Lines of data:
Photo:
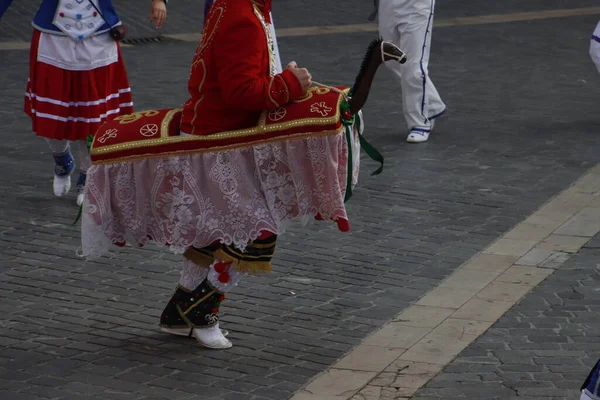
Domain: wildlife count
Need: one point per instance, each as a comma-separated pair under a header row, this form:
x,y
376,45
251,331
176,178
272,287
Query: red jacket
x,y
232,79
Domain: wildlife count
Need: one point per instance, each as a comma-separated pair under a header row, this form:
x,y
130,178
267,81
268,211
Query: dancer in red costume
x,y
252,150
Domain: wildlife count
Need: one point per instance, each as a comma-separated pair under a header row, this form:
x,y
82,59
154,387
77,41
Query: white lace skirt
x,y
228,196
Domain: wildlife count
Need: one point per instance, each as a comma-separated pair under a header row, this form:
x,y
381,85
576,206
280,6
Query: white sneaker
x,y
62,185
417,136
184,331
212,338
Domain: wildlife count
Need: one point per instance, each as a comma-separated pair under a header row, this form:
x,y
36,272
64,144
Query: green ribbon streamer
x,y
371,151
78,215
350,171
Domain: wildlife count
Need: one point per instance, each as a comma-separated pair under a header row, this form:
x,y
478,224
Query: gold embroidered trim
x,y
270,44
208,150
200,86
198,258
269,92
164,126
196,303
250,267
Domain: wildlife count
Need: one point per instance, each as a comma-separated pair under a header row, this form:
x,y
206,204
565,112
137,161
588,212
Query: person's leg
x,y
584,396
63,166
408,24
212,271
85,162
595,47
193,307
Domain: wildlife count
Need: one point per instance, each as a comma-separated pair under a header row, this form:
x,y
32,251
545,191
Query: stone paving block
x,y
338,382
396,335
447,297
444,201
423,316
510,247
535,256
563,243
503,291
469,279
585,223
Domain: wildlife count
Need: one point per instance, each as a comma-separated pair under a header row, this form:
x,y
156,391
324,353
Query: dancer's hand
x,y
158,12
304,77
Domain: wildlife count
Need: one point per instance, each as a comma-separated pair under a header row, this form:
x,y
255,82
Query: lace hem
x,y
228,196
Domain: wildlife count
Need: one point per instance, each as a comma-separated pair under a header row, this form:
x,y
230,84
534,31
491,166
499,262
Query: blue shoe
x,y
63,166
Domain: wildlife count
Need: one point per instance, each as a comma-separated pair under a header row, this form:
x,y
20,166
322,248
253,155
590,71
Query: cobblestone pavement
x,y
543,348
520,127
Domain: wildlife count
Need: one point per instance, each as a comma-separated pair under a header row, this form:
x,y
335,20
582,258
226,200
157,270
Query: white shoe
x,y
184,331
212,338
417,136
62,185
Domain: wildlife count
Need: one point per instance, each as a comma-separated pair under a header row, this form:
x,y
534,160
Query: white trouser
x,y
192,275
595,47
408,24
60,146
584,396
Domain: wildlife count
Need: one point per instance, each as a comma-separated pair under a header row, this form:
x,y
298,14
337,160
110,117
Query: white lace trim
x,y
228,196
234,278
192,275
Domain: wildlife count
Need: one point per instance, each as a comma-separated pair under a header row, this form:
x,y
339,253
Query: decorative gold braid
x,y
251,267
179,139
269,92
196,303
198,258
164,126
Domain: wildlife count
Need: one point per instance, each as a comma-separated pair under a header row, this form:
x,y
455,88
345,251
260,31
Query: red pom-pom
x,y
343,225
265,235
224,277
220,267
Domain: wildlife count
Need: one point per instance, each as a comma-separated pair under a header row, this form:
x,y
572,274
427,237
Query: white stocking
x,y
213,337
85,161
192,275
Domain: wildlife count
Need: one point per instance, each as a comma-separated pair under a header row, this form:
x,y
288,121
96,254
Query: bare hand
x,y
158,12
304,77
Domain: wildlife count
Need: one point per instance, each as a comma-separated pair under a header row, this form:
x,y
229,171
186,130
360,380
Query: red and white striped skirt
x,y
74,87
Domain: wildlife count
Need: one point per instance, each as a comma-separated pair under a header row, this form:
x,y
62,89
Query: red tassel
x,y
224,277
220,267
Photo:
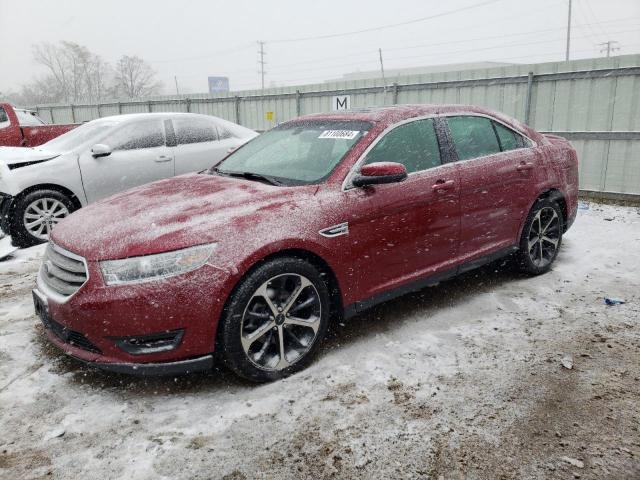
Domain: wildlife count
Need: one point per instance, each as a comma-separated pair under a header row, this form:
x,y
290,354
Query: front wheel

Task to complete →
Copy out the listing exactly as it stands, but not the pictures.

Result for this exercise →
Photo:
Domain: wildlife count
Need: one point per instance, each as a comma-separated pair under a header row, this form:
x,y
376,45
251,331
176,178
272,287
Query: red jacket
x,y
232,79
Domain: wildlife count
Need: one point per instance, each as a comma-separated pair under a header row, this form:
x,y
130,178
267,81
268,211
Query: dancer in red costume
x,y
252,150
Domain: wildlife count
Need: one point per instance, each as a comma-separated pair under a header row, this form:
x,y
82,59
154,387
77,41
Query: white lace skirt
x,y
228,196
Domain: wildlife count
Need: one point per instance, each as a comma-separated pair under a header row, this form:
x,y
381,85
576,206
280,6
Query: white sneaker
x,y
62,185
417,136
184,331
212,338
Domain: wildlife count
Need: one point per instance, each as a comma-separated pair under a header row, this form:
x,y
36,272
64,144
Query: green ribbon streamer
x,y
371,151
78,215
350,171
Domain: wildlife count
Need: one point per instance, each as a comma-separated pair under a header row, this form:
x,y
478,224
Query: gold embroidered trim
x,y
270,44
208,150
200,86
198,258
269,92
164,126
196,303
250,267
Domain: wildlife count
Need: one point per instance, each as a comma-separated pair under a header row, this form:
x,y
206,204
565,112
137,161
588,212
Query: person's leg
x,y
584,396
63,166
408,24
212,271
85,162
595,47
193,307
Domain: wildlife count
Need: one point per instance, each as a comma-separated pair under a header row, this form:
x,y
32,251
545,191
Query: stone paving block
x,y
338,382
396,335
447,297
444,201
423,316
510,247
535,256
563,243
503,291
469,279
585,223
Domain: wildlife count
Need: one point per instance, each as a comma-separated pair under a header row, this form:
x,y
156,391
324,353
Query: dancer's hand
x,y
158,12
304,77
Domain: wildlife count
Need: one point per instance, each as a comma-separated pair under a header row, this form:
x,y
255,82
Query: lace hem
x,y
228,196
Domain: wildlife count
Need: one point per instance, each as a comma-separated pair under a header row, this form:
x,y
230,84
534,31
491,166
499,262
Query: blue shoe
x,y
63,166
Domain: wildlife count
Need: one point per instance, each as a comma-separated pair under a header row, this form:
x,y
20,166
322,248
253,155
590,71
Query: cobblestone pavement
x,y
543,348
520,127
Domain: wildlife count
Need: one point per instance, each as a comma-separated pair under a header row, this form:
x,y
335,20
582,258
226,200
157,270
Query: white shoe
x,y
184,331
212,338
417,136
62,185
Domain: wildlife count
Need: one point per instance, each as a comma-separated pair under a header row, this form:
x,y
534,160
Query: white trouser
x,y
192,275
595,47
408,24
60,146
584,396
Domain: wildlife count
Need: one point per instance, each as a comma-separated pair under a header row, this form:
x,y
298,14
337,160
110,117
Query: white lace trim
x,y
228,196
234,278
192,275
Domain: wildlife count
Need: one point per instance, each as a comma-separated pair under a header row, this form:
x,y
339,253
Query: decorative gold braid
x,y
251,267
179,139
269,92
196,303
198,258
164,126
Domain: wildlife count
Need: one point per instance, each as a comma-separated pair under a header row, this form:
x,y
455,88
345,251
260,31
Query: red pom-pom
x,y
343,225
265,235
224,277
220,267
Domain: wildlife count
Need: one point per instance, each as a comma-separated pair under a header row, this form:
x,y
572,274
427,237
Query: white stocking
x,y
213,337
85,161
192,275
Domain: wildlife count
Need: one point per instance, each as a comma-separated pair under a header row, this form:
x,y
288,121
96,254
Query: bare hand
x,y
158,12
304,77
Domain: wildlife count
Need: one point per instance, each as a comma-separated pair under a header row, this form:
x,y
229,171
186,130
360,380
Query: red and white striped skirt
x,y
74,87
Domain: wildlife count
Need: one point per instance, each as a comma-separated pair under a header row, this form:
x,y
62,89
Query: red tassel
x,y
224,277
220,267
Photo:
Domain: wildlife count
Need: one point per instance, each as a comma-separated pair under a header row, this form:
x,y
290,354
Query: front wheel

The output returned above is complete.